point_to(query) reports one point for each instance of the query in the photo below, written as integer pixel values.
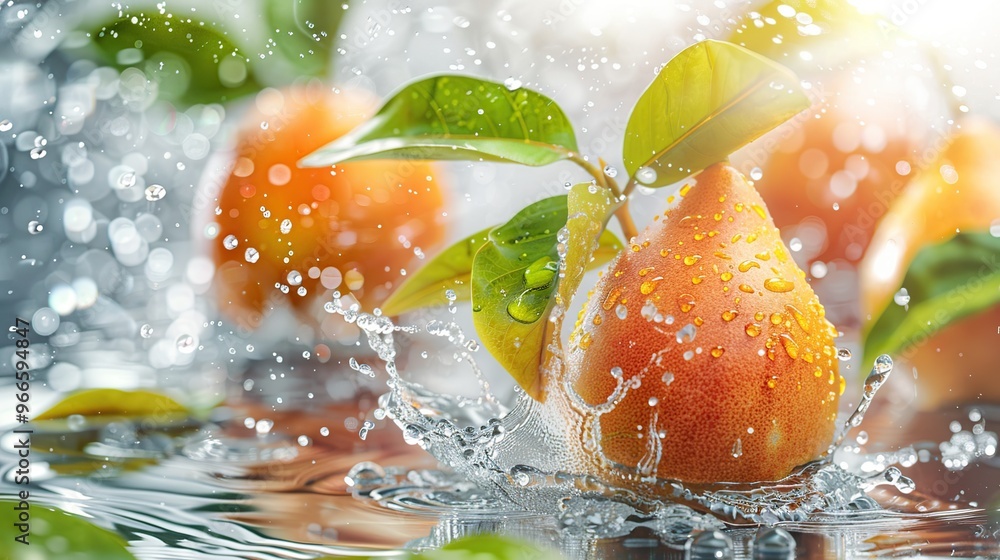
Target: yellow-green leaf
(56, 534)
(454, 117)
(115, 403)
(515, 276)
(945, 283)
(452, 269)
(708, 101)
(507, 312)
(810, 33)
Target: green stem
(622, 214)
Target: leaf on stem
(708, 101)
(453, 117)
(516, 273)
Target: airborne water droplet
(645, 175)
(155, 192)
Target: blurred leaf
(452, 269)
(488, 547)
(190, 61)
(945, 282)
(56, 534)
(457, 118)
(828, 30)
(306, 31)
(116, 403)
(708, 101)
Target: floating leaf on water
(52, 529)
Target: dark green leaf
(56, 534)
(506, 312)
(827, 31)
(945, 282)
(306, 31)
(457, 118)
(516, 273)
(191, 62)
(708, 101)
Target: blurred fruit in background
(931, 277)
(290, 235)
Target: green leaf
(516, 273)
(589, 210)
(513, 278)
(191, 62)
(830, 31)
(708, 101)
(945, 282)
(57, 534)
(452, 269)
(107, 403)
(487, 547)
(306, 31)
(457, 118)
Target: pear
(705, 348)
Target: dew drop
····················
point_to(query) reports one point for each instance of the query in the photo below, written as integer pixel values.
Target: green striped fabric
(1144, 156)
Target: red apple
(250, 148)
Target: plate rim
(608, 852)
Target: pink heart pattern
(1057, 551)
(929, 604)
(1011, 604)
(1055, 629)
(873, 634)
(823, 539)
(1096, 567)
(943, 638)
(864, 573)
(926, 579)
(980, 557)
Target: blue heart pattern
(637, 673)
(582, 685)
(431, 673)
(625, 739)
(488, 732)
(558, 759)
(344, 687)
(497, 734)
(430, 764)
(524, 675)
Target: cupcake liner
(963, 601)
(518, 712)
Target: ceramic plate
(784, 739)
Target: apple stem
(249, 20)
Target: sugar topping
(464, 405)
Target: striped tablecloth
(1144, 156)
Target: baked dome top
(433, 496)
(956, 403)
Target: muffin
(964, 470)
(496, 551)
····················
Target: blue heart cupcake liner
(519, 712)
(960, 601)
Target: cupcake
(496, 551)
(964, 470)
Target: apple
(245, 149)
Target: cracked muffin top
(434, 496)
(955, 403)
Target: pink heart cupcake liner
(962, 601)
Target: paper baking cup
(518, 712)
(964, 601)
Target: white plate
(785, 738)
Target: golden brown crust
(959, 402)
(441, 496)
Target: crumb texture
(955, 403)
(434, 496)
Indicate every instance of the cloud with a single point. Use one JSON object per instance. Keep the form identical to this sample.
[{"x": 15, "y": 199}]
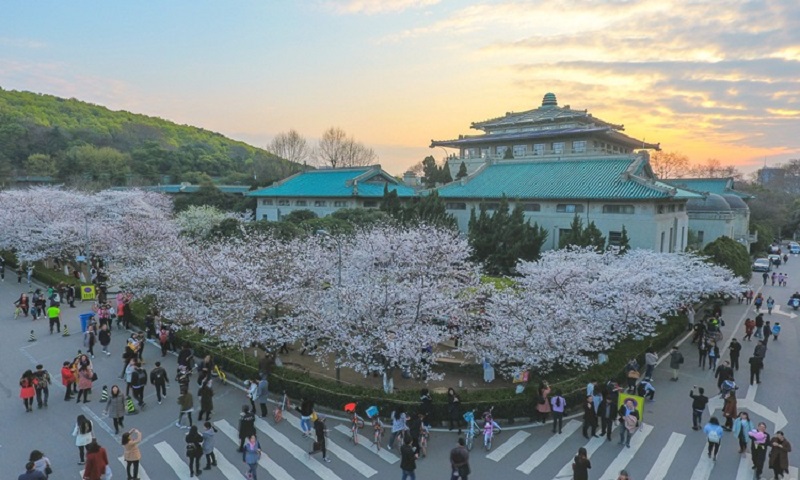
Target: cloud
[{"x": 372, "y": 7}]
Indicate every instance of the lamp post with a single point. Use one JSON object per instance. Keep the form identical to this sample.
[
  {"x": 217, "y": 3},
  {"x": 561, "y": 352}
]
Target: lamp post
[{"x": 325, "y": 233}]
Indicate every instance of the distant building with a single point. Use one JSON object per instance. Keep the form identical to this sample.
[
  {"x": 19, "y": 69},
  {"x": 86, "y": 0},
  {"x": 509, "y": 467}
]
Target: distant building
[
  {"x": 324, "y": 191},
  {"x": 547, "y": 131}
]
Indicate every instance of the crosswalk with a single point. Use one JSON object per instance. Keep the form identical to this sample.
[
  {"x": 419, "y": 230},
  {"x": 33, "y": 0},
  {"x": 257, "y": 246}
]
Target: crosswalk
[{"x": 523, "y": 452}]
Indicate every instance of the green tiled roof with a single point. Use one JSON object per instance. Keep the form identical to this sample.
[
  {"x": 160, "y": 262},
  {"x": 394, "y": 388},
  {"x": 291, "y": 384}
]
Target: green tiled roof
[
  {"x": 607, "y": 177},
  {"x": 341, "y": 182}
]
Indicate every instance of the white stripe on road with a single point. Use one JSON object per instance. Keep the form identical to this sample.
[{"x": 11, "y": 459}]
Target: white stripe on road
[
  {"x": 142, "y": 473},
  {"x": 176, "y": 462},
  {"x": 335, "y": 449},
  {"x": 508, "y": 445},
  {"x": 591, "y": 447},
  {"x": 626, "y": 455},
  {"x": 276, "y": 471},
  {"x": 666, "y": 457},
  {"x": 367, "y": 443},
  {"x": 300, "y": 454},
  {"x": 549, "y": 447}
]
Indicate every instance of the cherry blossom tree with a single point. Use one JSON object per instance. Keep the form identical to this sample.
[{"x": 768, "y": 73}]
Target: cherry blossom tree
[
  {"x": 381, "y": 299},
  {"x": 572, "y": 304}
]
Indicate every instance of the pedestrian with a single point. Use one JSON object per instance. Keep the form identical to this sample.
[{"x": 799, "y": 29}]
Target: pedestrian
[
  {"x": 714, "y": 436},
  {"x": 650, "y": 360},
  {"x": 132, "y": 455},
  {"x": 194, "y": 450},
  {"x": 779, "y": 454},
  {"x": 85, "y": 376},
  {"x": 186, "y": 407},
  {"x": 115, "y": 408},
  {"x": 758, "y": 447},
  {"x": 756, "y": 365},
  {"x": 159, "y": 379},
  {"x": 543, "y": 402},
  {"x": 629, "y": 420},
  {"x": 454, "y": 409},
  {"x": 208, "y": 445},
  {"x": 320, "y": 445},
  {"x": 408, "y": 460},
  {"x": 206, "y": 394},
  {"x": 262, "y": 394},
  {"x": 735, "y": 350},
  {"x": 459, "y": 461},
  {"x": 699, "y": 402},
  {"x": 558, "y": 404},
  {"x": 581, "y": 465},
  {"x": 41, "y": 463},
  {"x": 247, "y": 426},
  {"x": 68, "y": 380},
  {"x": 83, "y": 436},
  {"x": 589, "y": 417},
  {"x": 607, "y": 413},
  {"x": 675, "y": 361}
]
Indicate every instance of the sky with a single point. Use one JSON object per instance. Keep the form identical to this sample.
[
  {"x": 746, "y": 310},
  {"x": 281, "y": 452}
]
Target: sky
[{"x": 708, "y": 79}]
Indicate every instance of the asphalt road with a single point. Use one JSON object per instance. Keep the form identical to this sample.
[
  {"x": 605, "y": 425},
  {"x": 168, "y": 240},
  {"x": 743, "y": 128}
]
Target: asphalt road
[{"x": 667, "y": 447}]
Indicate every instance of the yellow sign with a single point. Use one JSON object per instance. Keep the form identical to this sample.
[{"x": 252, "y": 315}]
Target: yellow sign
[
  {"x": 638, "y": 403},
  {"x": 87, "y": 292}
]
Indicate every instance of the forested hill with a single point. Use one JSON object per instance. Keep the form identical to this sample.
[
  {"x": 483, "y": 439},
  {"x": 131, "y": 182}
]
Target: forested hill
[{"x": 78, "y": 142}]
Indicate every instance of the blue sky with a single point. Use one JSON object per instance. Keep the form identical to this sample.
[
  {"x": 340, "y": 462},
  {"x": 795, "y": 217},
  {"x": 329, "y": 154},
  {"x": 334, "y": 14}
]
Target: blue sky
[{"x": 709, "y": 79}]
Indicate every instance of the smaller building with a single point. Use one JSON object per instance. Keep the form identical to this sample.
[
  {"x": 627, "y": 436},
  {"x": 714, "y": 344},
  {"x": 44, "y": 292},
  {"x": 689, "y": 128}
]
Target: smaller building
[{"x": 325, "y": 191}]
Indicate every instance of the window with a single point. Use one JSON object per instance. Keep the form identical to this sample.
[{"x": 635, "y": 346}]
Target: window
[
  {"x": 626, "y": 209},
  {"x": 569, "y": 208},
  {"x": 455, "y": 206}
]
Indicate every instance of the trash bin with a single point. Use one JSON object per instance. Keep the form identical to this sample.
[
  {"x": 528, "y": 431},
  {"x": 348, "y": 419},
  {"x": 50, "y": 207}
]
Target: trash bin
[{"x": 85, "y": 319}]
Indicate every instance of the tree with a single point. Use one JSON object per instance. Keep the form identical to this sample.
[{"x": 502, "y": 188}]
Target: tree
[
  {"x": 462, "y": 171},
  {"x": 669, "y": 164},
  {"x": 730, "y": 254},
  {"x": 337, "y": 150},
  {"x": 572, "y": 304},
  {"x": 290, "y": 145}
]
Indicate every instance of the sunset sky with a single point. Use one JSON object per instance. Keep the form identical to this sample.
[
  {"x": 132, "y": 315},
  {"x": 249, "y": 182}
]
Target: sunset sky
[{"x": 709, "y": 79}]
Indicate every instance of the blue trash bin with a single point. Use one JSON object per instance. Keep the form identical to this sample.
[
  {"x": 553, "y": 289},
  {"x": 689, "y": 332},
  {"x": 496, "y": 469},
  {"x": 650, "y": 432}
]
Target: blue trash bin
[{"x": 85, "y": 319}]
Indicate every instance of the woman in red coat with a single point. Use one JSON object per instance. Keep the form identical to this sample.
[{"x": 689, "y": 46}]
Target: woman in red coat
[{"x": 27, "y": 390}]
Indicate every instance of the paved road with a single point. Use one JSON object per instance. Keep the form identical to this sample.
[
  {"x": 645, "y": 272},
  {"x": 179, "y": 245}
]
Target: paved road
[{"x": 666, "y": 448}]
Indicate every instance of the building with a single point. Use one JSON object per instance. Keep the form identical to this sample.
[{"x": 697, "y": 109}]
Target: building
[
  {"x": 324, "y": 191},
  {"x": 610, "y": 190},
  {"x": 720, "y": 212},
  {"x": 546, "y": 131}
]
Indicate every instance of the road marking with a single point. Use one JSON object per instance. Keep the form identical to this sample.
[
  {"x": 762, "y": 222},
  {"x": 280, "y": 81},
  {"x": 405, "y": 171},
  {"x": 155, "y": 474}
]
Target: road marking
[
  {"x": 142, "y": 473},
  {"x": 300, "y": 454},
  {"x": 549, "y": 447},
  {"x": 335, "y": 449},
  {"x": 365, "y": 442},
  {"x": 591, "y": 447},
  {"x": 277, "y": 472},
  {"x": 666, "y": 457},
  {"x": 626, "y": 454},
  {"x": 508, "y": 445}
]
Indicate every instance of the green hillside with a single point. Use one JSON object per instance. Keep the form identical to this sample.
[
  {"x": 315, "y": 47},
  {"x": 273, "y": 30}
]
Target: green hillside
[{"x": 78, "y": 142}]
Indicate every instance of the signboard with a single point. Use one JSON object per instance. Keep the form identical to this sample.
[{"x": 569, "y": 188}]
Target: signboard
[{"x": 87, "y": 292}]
····················
▶ Tarea pendiente
Pasa a una tabla Markdown las líneas de los datos, empezando en la que contiene "Target: green stem" y terminando en la que contiene "Target: dew drop", ambas incluidas. Usa la columna "N.º" para el número de fila y la columna "Línea" para el texto, y omite las líneas en blanco.

▶ Solución a continuación
| N.º | Línea |
|---|---|
| 1 | Target: green stem |
| 2 | (622, 214) |
| 3 | Target: leaf on stem |
| 4 | (708, 101) |
| 5 | (453, 117) |
| 6 | (516, 273) |
| 7 | Target: airborne water droplet |
| 8 | (645, 175) |
| 9 | (155, 192) |
| 10 | Target: blurred leaf |
| 11 | (452, 269) |
| 12 | (488, 547) |
| 13 | (190, 61) |
| 14 | (945, 282) |
| 15 | (56, 534) |
| 16 | (457, 118) |
| 17 | (828, 30) |
| 18 | (306, 31) |
| 19 | (116, 403) |
| 20 | (708, 101) |
| 21 | Target: floating leaf on water |
| 22 | (52, 529) |
| 23 | Target: dark green leaf |
| 24 | (56, 534) |
| 25 | (506, 312) |
| 26 | (827, 31) |
| 27 | (945, 282) |
| 28 | (306, 31) |
| 29 | (457, 118) |
| 30 | (516, 273) |
| 31 | (191, 62) |
| 32 | (708, 101) |
| 33 | Target: blurred fruit in background |
| 34 | (931, 277) |
| 35 | (290, 235) |
| 36 | Target: green leaf |
| 37 | (516, 273) |
| 38 | (589, 210) |
| 39 | (513, 278) |
| 40 | (191, 62) |
| 41 | (830, 31) |
| 42 | (708, 101) |
| 43 | (945, 282) |
| 44 | (57, 534) |
| 45 | (452, 269) |
| 46 | (107, 403) |
| 47 | (487, 547) |
| 48 | (306, 31) |
| 49 | (457, 118) |
| 50 | Target: pear |
| 51 | (705, 348) |
| 52 | Target: dew drop |